本文:
####

格安SIMを契約するか悩んだ際に、悩みの種となるのが格安SIMの「通信が遅い」ということです。実際格安SIMは大手キャリアと比較した際に通信が早いとは言えません。今すでに格安SIMを使用している人なら体験していると思いますが、格安SIMには通信が遅くなる時間帯があります。その原因に触れつつ、どのように対処すればよいのか考えていきたいと思います。
目次
格安SIMが大手キャリアよりも通信速度が遅い理由
通信の仕組み
格安SIMを提供するMVNOは大手キャリアの回線を借りて、通信を行っています。この回線を借りる時に、MVNOは大手キャリアから「あるタイミングで一度に流せるデータ量」を決められています。これは帯域を借りると表現されて、MVNOの持つ帯域の広さとその利用者数によって通信の混雑具合は変わります。格安SIMの回線が混雑するのは、MVNOが借りている帯域以上のデータ通信量が発生し、超えた分のデータ通信は後回しにされた時です。この時に通信が遅くなったように感じます。またこのような仕組みをMVNOは取っているため、データ通信量が多い人(ヘビーユーザー)の存在はユーザー同士の負担を不平等にしています。その負担を均等化するために、MVNOではヘビーユーザーを別管理するなどの対策をとっています。
帯域は増やせないの??
そもそもMVNOは設備投資や人件費などのコストを抑えることで低価格の携帯料金を実現しています。帯域を増やすということは、設備投資に更にお金をかけることになるので、携帯料金の価格を維持することが難しくなります。また回線の混雑は同時に通信を行う人が多いときに発生します。後述しますが、通信量が多い時間とそうでない時間が存在しており、安易に帯域を増やしてもホットタイムのキャパシティには耐えることができなかったり、全体的に見ると無駄な設備投資になってしまったりすることがあるため、計画的に投資を行う必要があります。

####

提供された一覧:
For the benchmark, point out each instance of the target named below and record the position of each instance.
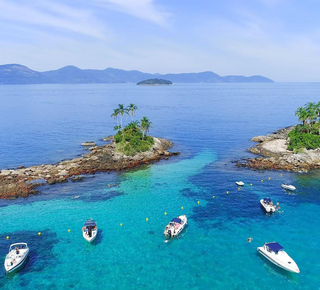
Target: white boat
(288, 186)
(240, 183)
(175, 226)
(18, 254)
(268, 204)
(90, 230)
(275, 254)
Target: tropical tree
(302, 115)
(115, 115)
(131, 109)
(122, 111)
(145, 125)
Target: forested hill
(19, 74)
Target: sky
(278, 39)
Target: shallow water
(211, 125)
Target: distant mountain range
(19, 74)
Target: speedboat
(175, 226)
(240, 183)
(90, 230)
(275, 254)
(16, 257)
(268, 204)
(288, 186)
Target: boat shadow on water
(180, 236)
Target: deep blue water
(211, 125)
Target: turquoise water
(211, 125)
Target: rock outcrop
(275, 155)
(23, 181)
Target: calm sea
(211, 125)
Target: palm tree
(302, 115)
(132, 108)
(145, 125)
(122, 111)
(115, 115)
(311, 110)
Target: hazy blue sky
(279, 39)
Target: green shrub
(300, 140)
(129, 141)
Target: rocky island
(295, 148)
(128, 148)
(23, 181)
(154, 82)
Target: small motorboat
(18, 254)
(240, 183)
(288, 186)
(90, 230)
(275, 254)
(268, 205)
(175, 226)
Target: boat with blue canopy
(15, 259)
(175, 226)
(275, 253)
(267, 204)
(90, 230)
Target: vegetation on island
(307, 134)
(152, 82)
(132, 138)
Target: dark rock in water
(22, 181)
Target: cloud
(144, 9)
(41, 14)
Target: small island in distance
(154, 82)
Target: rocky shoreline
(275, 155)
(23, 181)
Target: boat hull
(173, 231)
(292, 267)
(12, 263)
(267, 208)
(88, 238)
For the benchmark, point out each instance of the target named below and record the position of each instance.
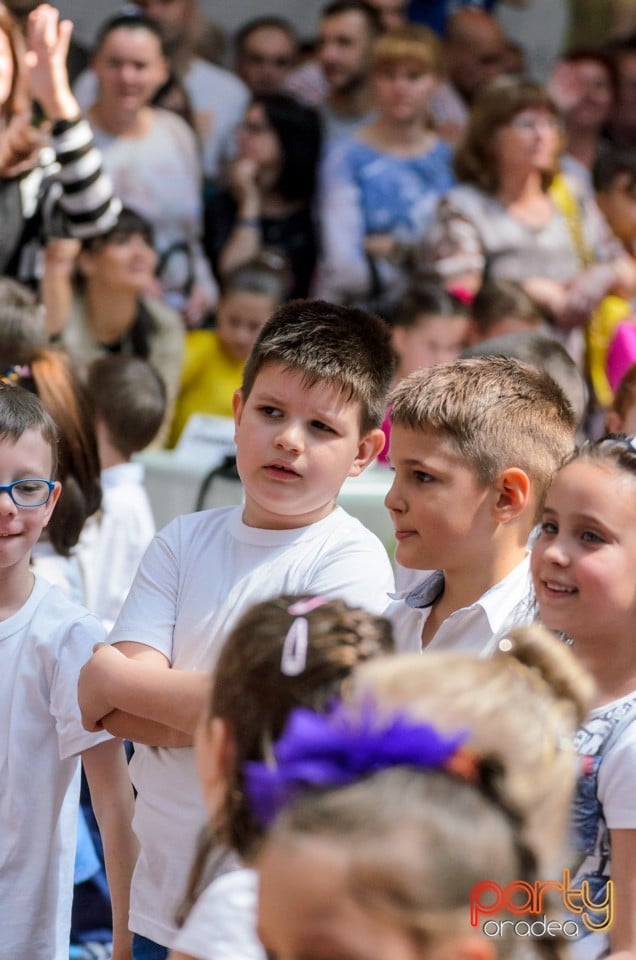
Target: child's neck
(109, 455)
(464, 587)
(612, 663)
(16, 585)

####

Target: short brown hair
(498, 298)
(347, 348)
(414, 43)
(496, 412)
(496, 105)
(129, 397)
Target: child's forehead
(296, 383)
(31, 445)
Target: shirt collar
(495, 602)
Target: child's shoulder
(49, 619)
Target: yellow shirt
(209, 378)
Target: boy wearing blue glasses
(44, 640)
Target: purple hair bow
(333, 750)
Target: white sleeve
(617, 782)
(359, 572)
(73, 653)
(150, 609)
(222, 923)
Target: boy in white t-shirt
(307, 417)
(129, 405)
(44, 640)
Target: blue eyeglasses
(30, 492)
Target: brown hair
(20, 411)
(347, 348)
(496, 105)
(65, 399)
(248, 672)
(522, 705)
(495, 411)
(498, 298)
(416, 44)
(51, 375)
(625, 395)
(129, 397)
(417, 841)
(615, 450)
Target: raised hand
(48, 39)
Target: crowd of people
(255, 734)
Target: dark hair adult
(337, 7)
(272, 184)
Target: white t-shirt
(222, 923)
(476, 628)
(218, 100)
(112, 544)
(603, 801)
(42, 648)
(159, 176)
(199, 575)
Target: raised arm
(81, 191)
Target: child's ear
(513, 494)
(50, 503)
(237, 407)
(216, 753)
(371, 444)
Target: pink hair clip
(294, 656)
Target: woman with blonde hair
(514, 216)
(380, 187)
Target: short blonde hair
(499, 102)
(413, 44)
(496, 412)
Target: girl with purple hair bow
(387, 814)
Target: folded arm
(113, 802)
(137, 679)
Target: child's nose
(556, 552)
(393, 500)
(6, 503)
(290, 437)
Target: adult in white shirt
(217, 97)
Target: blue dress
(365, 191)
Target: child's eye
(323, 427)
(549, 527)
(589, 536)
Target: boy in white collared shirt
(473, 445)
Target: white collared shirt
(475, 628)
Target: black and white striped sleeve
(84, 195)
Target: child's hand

####

やること:
1 > 次の(a)〜(c)が格安SIMについての本文の内容と合うかどうか、それぞれ「はい」か「いいえ」で答えよ。判断の根拠となる本文の言葉もそのまま引用すること。
(a) MVNOは大手キャリアの回線を借りて通信を行っている。
(b) MVNOは、ヘビーユーザーを別管理するなどの対策をとっている。
(c) 帯域を増やせば、携帯料金の価格を維持しやすくなる。
2 > 格安SIMについての本文を、最後の文の後から続けて書け。
一覧は本文とは別の資料である。

回答:
1 >
(a) はい。「格安SIMを提供するMVNOは大手キャリアの回線を借りて、通信を行っています。」
(b) はい。「MVNOではヘビーユーザーを別管理するなどの対策をとっています。」
(c) いいえ。「帯域を増やすということは、設備投資に更にお金をかけることになるので、携帯料金の価格を維持することが難しくなります。」

2 >
通信速度が遅くなる理由とその対処法は?
回線の状況によって通信が遅くなることは前述しましたが、それ以外にも格安SIMの通信が遅くなることがあります。それはどの様な場合でしょうか。
回線が混雑している
回線利用者が多く、MVNOが持つ帯域のキャパシティを超えたデータ量の通信が行われている場合、通信が遅くなります。
端末の不具合
格安SIMは自分でAPN(アクセスポイント)の設定を行う必要があり、この設定が上手くいっていない場合、回線に接続できません。また、端末がLTEなどにうまく接続できていない時も回線の接続は悪くなります。それに加えて優先ネットワークが4Gではなく、3Gになっていないかの確認もしましょう。
大手キャリアと格安SIMの通信速度は?
通信速度をみるうえで重要なのが、実効速度と下りの速度です。格安SIMを提供する各社は自分たちの提供する格安SIMの通信速度をよく見せるため、通信の理論上の最高速度をWEBサイトに掲載していますが、実際にはこの速度が出ることはほとんどありません。そのため、実際の通信速度=実効速度を見ることが重要になります。また、下りの速度というものは、ダウンロードを行う際の通信速度を表します。逆に上りの速度とは、アップロードを行う際の通信速度になります。アップロードよりも、動画再生やWEBサイト読み込みなど基本的にはダウンロードを行う操作が多いと思うので、下りの速度は注意しましょう。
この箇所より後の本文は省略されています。